## begin Task material

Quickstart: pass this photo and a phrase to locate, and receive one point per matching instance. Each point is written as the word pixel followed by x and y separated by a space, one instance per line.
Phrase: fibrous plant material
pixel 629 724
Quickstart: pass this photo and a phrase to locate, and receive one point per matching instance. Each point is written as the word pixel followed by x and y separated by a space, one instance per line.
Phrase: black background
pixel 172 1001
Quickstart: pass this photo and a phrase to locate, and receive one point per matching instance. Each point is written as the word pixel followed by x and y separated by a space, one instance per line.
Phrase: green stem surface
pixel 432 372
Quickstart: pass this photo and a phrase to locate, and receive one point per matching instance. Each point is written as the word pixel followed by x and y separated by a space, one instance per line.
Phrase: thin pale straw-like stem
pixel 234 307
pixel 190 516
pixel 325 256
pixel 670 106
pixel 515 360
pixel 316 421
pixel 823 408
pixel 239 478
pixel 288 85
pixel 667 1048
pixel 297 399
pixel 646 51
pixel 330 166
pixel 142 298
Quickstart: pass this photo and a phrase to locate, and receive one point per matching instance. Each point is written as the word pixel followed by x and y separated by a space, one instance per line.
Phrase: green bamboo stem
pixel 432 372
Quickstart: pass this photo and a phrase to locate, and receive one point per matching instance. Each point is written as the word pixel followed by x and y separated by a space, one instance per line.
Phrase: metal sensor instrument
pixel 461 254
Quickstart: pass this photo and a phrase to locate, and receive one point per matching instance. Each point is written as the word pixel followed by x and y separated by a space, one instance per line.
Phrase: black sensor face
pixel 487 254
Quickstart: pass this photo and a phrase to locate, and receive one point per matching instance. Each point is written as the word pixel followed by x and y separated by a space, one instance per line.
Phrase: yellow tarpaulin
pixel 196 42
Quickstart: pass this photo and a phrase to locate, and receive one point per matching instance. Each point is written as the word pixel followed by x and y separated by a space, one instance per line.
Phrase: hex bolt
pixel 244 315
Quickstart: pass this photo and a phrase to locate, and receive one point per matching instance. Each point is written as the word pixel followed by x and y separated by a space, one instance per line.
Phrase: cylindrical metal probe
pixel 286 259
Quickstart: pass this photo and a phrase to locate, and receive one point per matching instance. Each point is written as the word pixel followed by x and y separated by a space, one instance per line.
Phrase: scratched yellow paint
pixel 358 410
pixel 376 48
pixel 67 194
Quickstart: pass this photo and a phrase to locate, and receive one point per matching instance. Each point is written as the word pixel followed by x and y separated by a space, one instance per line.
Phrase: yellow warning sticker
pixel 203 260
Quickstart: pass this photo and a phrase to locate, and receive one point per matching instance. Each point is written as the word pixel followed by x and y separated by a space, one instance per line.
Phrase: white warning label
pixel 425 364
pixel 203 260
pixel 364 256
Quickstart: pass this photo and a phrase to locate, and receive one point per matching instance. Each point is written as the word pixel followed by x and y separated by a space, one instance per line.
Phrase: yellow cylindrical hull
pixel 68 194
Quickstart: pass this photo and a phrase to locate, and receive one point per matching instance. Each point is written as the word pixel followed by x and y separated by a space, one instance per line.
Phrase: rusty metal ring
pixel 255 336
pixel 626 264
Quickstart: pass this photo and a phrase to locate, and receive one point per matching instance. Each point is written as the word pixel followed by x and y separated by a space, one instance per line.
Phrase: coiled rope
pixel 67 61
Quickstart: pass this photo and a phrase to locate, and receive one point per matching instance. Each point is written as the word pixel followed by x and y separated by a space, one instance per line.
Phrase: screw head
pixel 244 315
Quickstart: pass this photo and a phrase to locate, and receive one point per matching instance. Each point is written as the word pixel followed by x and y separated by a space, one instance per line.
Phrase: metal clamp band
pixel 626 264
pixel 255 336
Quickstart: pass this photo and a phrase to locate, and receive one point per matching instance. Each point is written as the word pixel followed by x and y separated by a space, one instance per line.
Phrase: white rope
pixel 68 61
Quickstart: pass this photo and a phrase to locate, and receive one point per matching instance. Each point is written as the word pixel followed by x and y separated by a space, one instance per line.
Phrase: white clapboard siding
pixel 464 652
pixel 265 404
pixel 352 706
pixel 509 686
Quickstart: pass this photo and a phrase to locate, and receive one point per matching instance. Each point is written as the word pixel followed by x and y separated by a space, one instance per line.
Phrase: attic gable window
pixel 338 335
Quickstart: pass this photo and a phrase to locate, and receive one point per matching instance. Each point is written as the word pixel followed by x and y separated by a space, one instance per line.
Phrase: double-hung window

## end Task material

Task to carry out ▸
Each record above should be output again exactly.

Response below ▸
Quickstart: pass this photo and a phrase to locate, and receive one point per matching instance. Each point is written as the word pixel followed by x and y separated by a space, one instance per line.
Phrase: fibrous plant material
pixel 629 724
Quickstart: pass this photo and a phrase to locate, and receive one point per matching instance. Each point is written as the word pixel followed by x and y separated by a space, one instance per line.
Phrase: black background
pixel 172 1001
Quickstart: pass this photo and a phrase to locate, and receive one point per matching instance. Each point is written as the word pixel followed by x and y separated by a space, one instance per line.
Phrase: green stem surface
pixel 432 372
Quickstart: pass this photo and a phrase to locate, and receive one point per matching instance. Each point is written as the word pixel followed by x and y separated by a space, one instance per line.
Phrase: thin pale straw-like stem
pixel 234 307
pixel 190 516
pixel 325 256
pixel 670 106
pixel 515 360
pixel 316 421
pixel 823 408
pixel 239 478
pixel 288 85
pixel 667 1048
pixel 297 399
pixel 646 51
pixel 330 166
pixel 142 298
Quickstart: pass this photo and a phrase to locate, and receive one point per matching instance. Each point is written as the word pixel followed by x and y separated by a space, one instance per line.
Phrase: green bamboo stem
pixel 432 372
Quickstart: pass this photo and a phrase to locate, and receive one point per matching instance. Each point is written as the word pixel followed by x and y separated by a space, one instance per line.
Phrase: metal sensor instrument
pixel 461 254
Quickstart: pass this photo and a phrase to locate, and receive one point per matching instance. Each point is written as the word pixel followed by x and y separated by a space, one instance per line.
Phrase: black sensor face
pixel 487 254
Quickstart: pass this photo and a phrase to locate, and receive one point per matching instance. Each point is written as the word pixel followed by x and y separated by a space, one instance per line.
Phrase: yellow tarpaulin
pixel 196 42
Quickstart: pass this photo and a phrase to locate, and receive one point per matching instance. Each point is written as the word pixel followed by x and y separated by a space, one instance per line.
Phrase: hex bolt
pixel 244 315
Quickstart: pass this photo and a phrase to locate, and receive one point per matching instance. Each point is written as the word pixel followed by x and y separated by a space, one instance per line.
Phrase: cylindrical metal probe
pixel 286 259
Quickstart: pass this photo and a phrase to locate, and receive one point per matching instance. Each point is written as the word pixel followed by x and y separated by a space, one instance per line.
Phrase: scratched yellow paint
pixel 358 410
pixel 376 48
pixel 67 194
Quickstart: pass this photo and a phrase to locate, and receive one point per matching instance. Each point is written as the word pixel followed by x and y separated by a space, one instance per line.
Phrase: yellow warning sticker
pixel 203 260
Quickstart: pass this photo and a phrase to locate, and receive one point per matching instance. Each point is written as the word pixel followed by x and y separated by a space, one instance per line.
Phrase: white warning label
pixel 425 364
pixel 203 260
pixel 364 256
Quickstart: pass this photo and a phrase to locate, and receive one point per matching instance. Each point is written as the word pixel followed by x and y separated by a space, one instance per line.
Phrase: yellow cylindrical hull
pixel 68 194
Quickstart: pass this photo and a phrase to locate, and receive one point per matching instance. Each point is written as the word pixel followed by x and y separated by a space, one instance per line.
Phrase: rusty metal ring
pixel 255 336
pixel 626 264
Quickstart: pass this photo and a phrase to locate, and receive one point per matching instance. Each point is written as the word pixel followed by x and y separated by a space, one instance per line.
Phrase: coiled rope
pixel 67 61
Quickstart: pass this photo and a phrase to locate, and receive one point per matching instance. Each point is written as the word pixel followed by x and y separated by a space, one instance per line.
Phrase: screw head
pixel 244 315
Quickstart: pass this photo and a phrase to locate, and receive one point per matching instance. Each point is written as the word pixel followed by x and y separated by a space, one instance per line.
Phrase: metal clamp band
pixel 626 264
pixel 255 336
Quickstart: pass this photo and a phrase to locate, and receive one point per matching instance. Each point is written as the word pixel followed by x and y separated by a space, one instance per line.
Phrase: white rope
pixel 68 61
Quickstart: pass this photo and a phrase to locate, and receive one point per matching instance. Each point is written as the word pixel followed by x and y separated by a space, one instance per line.
Phrase: white clapboard siding
pixel 464 652
pixel 265 404
pixel 352 706
pixel 509 686
Quickstart: pass this photo and a phrase to locate, and receive one point per matching instance. Each point is written as the word pixel followed by x and y separated by a space, one instance per line.
Phrase: attic gable window
pixel 338 335
Quickstart: pass this photo and a phrase to locate, and receive one point per matching instance. Each point is written as the word pixel followed by x and y separated by a space, one instance per line.
Phrase: double-hung window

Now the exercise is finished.